# START OF Provided data

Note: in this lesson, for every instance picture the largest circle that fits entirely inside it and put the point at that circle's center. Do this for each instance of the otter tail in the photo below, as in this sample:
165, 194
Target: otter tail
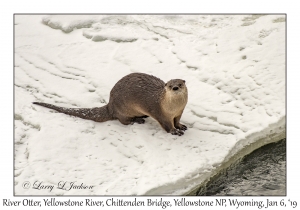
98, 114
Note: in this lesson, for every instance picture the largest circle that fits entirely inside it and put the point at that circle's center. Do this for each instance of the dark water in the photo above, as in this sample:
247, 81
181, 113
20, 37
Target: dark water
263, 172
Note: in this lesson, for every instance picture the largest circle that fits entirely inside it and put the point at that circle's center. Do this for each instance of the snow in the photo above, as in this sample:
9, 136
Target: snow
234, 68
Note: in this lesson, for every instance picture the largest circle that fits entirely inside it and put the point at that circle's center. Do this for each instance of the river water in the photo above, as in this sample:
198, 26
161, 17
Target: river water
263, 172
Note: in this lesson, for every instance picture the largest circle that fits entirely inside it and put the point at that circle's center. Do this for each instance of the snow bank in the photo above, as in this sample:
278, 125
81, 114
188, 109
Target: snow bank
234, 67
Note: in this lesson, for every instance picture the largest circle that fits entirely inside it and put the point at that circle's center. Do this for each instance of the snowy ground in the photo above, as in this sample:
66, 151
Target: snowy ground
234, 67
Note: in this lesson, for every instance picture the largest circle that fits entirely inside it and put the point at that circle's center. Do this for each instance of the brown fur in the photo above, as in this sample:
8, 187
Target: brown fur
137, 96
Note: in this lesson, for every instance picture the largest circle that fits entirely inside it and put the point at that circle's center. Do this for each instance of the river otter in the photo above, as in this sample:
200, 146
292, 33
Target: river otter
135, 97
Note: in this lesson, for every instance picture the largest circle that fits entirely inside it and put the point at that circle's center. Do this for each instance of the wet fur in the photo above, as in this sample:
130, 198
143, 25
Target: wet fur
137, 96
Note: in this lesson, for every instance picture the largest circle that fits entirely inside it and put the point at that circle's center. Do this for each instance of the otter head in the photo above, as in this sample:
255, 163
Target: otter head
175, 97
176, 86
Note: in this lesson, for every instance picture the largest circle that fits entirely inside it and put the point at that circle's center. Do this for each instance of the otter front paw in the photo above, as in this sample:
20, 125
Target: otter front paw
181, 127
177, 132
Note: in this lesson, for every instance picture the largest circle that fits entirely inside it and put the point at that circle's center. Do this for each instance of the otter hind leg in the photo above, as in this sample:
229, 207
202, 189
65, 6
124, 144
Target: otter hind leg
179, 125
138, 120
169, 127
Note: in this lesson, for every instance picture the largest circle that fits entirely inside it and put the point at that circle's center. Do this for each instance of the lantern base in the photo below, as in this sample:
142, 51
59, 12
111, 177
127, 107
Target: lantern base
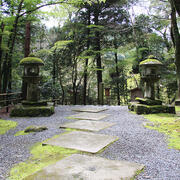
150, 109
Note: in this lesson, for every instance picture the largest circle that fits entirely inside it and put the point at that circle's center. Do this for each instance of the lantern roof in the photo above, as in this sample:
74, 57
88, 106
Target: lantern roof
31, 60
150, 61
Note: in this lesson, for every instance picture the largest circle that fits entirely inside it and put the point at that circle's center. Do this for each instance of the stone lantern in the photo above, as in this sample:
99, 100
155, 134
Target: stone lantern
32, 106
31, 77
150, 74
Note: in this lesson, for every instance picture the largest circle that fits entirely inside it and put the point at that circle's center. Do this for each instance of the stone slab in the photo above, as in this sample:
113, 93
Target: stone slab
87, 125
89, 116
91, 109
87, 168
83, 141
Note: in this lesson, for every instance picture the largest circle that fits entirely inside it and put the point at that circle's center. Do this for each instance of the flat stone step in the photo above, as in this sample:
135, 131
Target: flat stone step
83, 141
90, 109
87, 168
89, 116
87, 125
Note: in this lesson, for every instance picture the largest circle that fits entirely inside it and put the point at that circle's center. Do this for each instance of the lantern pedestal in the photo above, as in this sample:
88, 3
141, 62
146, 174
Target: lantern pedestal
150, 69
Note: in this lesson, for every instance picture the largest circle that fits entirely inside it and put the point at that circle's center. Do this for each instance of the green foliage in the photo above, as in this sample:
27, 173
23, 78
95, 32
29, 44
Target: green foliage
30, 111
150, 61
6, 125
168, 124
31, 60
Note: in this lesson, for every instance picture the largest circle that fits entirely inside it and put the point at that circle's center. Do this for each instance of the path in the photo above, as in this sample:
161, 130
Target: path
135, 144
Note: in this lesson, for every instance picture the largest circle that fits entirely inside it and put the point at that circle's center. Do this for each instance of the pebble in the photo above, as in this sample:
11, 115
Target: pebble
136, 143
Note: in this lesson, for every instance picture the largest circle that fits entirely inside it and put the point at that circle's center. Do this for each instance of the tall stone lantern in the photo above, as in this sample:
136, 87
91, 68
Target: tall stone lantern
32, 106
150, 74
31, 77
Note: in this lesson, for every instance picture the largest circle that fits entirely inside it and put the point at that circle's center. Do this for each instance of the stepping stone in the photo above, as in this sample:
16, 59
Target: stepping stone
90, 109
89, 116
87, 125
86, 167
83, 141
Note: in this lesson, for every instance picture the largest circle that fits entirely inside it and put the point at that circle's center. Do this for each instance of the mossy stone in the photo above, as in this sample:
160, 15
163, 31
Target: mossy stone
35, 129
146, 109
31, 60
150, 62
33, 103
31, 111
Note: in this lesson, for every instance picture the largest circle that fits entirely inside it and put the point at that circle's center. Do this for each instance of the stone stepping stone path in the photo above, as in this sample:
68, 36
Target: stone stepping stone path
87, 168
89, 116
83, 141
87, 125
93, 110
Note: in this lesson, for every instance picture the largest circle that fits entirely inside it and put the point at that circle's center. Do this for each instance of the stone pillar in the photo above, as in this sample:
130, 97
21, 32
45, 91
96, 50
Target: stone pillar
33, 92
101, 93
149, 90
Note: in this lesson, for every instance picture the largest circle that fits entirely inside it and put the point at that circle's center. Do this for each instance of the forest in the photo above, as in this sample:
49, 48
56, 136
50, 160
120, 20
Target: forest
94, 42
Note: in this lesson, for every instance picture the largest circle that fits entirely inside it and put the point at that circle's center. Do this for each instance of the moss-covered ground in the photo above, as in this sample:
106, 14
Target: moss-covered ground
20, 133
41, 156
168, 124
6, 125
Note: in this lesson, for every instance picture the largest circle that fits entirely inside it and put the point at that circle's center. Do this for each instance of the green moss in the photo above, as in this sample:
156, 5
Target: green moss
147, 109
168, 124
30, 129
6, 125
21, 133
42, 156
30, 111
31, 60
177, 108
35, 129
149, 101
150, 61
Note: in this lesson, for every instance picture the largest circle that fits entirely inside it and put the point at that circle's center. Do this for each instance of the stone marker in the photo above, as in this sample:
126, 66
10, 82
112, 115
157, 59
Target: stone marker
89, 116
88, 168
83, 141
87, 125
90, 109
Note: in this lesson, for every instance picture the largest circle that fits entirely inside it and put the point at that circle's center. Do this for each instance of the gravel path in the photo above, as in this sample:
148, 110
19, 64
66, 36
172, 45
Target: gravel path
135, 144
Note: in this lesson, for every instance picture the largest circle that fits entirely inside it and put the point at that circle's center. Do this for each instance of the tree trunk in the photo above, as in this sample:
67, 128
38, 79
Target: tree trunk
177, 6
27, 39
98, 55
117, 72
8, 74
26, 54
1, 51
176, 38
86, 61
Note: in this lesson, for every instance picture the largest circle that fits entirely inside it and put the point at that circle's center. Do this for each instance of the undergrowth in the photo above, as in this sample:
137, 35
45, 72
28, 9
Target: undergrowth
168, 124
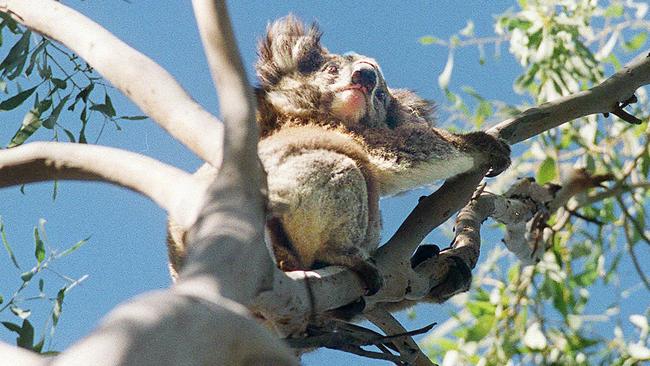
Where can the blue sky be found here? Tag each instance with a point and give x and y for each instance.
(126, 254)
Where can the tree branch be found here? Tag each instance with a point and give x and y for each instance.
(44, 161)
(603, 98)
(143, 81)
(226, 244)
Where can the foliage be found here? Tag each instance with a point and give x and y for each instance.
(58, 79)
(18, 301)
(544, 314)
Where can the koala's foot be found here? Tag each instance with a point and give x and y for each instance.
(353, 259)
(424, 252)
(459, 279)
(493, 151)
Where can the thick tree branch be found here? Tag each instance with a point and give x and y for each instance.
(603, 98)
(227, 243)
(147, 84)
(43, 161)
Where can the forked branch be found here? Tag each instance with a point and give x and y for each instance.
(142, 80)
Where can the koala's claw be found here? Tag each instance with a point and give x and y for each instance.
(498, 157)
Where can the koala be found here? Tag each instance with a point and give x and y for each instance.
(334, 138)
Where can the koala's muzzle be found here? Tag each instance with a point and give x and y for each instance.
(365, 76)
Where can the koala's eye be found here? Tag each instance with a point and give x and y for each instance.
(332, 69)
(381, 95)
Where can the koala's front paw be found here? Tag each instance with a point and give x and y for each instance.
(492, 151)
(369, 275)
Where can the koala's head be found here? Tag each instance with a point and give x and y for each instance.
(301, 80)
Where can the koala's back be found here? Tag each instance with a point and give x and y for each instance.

# END OF Provided data

▸ **Task prompt**:
Quote only the lines from the line containing "Where can the thick" through the end of the entries, keeping the first and the last.

▸ **Written response**:
Where can the thick tree branch be found here? Tag each instance with a point and give x and y for each instance.
(603, 98)
(227, 243)
(147, 84)
(43, 161)
Where can the forked branch be found here? Tag each instance with a point and give x and y for each instance.
(142, 80)
Where can the koala's claw be found here? Tag each instance with a point and give x and y for each instance.
(498, 157)
Where can the koala be found here? Tag each instance with a point and give x and y for each instance.
(334, 138)
Where can the koala's muzzle be found here? Tag each instance with a point and give x and y for each instance.
(365, 76)
Where can the koala's eye be found here? Tag each instance with a point and give x and y for each instance.
(332, 69)
(381, 95)
Where can the koala's front paw be found here? Tag each instance with a point and give x and y for each instance.
(492, 151)
(369, 275)
Where can the koala's head be found here? Tag each instance with a point and give x and y for each instance.
(301, 80)
Where can the koala's back be found here? Tag each instance with a point and give x and y for each instance.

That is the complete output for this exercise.